Top of THE DATA

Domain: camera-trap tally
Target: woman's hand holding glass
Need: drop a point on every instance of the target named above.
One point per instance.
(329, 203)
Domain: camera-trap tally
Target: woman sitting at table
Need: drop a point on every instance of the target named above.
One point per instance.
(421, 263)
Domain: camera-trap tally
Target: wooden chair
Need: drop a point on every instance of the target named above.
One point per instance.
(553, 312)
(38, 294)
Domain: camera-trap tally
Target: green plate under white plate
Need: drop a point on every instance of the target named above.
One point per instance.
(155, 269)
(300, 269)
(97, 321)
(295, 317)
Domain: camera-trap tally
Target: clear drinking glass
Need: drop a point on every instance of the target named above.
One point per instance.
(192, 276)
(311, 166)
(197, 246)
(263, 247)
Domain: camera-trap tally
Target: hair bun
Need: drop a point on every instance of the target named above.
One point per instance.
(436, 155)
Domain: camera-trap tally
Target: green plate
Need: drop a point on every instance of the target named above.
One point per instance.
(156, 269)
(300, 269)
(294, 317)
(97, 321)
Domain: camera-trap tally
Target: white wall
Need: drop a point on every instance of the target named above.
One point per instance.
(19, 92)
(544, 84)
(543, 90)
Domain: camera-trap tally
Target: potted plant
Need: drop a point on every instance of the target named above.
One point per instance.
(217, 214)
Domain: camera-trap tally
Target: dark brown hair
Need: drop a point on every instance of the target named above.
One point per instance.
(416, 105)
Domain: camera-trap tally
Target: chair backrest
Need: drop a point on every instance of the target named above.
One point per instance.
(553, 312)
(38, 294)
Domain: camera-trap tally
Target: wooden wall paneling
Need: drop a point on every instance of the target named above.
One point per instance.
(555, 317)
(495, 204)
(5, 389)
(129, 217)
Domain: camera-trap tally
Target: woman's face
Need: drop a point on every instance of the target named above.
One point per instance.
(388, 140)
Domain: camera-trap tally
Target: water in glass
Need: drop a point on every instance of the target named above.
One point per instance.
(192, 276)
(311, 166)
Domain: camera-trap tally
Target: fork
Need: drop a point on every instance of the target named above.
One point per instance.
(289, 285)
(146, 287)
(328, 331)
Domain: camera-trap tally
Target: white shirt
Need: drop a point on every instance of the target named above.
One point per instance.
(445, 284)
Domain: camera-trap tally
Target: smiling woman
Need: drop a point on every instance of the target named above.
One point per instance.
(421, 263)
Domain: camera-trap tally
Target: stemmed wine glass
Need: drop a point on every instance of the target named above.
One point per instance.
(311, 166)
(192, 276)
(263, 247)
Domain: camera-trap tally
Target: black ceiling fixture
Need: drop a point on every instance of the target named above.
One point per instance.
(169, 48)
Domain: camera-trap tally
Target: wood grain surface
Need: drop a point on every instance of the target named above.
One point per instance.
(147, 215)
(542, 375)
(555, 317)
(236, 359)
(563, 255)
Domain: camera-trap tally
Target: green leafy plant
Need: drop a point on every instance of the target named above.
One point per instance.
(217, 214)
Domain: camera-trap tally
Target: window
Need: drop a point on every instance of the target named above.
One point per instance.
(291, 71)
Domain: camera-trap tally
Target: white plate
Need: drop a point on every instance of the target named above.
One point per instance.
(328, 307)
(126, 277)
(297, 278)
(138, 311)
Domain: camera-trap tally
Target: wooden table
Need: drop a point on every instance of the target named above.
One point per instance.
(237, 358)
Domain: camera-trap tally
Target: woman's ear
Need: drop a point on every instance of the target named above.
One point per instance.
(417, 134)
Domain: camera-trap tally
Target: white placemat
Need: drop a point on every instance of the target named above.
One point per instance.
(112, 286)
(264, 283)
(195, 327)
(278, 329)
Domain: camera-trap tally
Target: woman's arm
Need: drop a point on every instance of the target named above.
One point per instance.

Bottom of THE DATA

WORK TO COMPLETE. Only the data above, repeated exactly, should make up the reply.

TASK ANSWER.
Domain: camera-trap tally
Target: woman's hand holding glass
Need: drop a point on every instance of the target named above.
One point per instance.
(329, 203)
Domain: camera-trap tally
Target: woman sitting at table
Need: drop a point on every instance of the target named above.
One point per instance.
(421, 263)
Domain: camera-trap tally
Target: wooden chair
Need: drop a point on every instance of the target named above.
One point per instance.
(553, 312)
(38, 294)
Domain: camera-trap tally
Target: green plate under white plate
Need: drop a point on every instance of the target named above.
One point per instance.
(155, 269)
(300, 269)
(97, 321)
(295, 317)
Domain: camera-trap tally
Target: clear drinking glass
Need: drop a point on every instance of the target named above.
One point per instance.
(192, 276)
(311, 166)
(197, 246)
(263, 247)
Domain: camera-trap tally
Target: hair bun
Need: drop a point on every instance of the target named above.
One point per instance.
(436, 155)
Domain: camera-trap tally
Target: green plate
Need: drop a point on every instance of the target named above.
One point per instance.
(156, 269)
(300, 269)
(294, 317)
(97, 321)
Domain: camera-trap tally
Target: white wall
Need: drop a point on every instance of the target named above.
One point per instance.
(19, 92)
(544, 84)
(543, 90)
Domain: camera-trap tally
Target: potted plant
Need: drop a point on every instance of the target named above.
One point per instance.
(217, 214)
Domain: camera-trap tally
Target: dark brown hair
Need: drop a point on every instance of the target named above.
One point per instance.
(416, 105)
Domain: camera-trap tally
Target: chair backrest
Need: drop a point on every instance of the target named above.
One point per instance.
(553, 312)
(38, 294)
Domain: camera-trap tally
Target: wooden wall paneling
Need: drop a point on every instance of the target named above.
One point per instance.
(555, 317)
(495, 204)
(5, 389)
(129, 217)
Domain: camera-trap tally
Target: woman's face
Need: drop a point on every instance of the target named above.
One point per instance.
(388, 140)
Domain: camera-trap tally
Target: water in glass
Need: drop a point on every instance of the target named above.
One point per instance.
(192, 276)
(311, 166)
Domain: camera-trap tally
Target: fork
Need: drop a point on every instance of the target named above.
One point per instance.
(289, 285)
(146, 287)
(328, 331)
Domain: camera-trap tally
Target: white shirt
Need: drop a point on every instance of the target named above.
One point per instance.
(445, 284)
Domain: camera-trap tally
Target: smiling woman
Need: drop a point on every instance of the target named above.
One point per instance.
(421, 263)
Domain: camera-trap tally
Target: stemmed wine glass
Need: drop a point on every instance of the target named above.
One point per instance.
(311, 166)
(192, 276)
(263, 247)
Domain: camera-trap tally
Target: black ceiling fixture
Need: drop a point on every instance of the target named above.
One point per instance.
(169, 48)
Domain: camera-trap tally
Target: wood grain surface
Need: drop a point on every instance of the target named above.
One point per instance.
(147, 215)
(542, 375)
(555, 317)
(236, 359)
(563, 255)
Domain: camera-trap tally
Target: green leafy plant
Need: drop a point on every instance of the target named above.
One point per instance.
(217, 214)
Domain: camera-trap tally
Target: window
Need: drop a point on every instance of the target named above.
One point per instance.
(291, 71)
Domain: camera-trap tally
Target: white plate
Need: drop a point on every instance of the target named above.
One point per instance.
(328, 307)
(126, 277)
(297, 278)
(138, 311)
Domain: camera-trap tally
Target: wooden table
Need: drop a point on every instance of the target named above.
One point per instance.
(237, 358)
Domain: camera-trap tally
Target: woman's ear
Need: drop a point on every instance of the target named above.
One point per instance.
(417, 134)
Domain: camera-trap tally
Target: white placemat
Need: drop a point on every instance of the target named above.
One point per instance.
(112, 286)
(264, 283)
(195, 327)
(278, 329)
Domain: camera-trap tally
Target: woman's arm
Need: drop a point on every instance of the target named above.
One point per instance.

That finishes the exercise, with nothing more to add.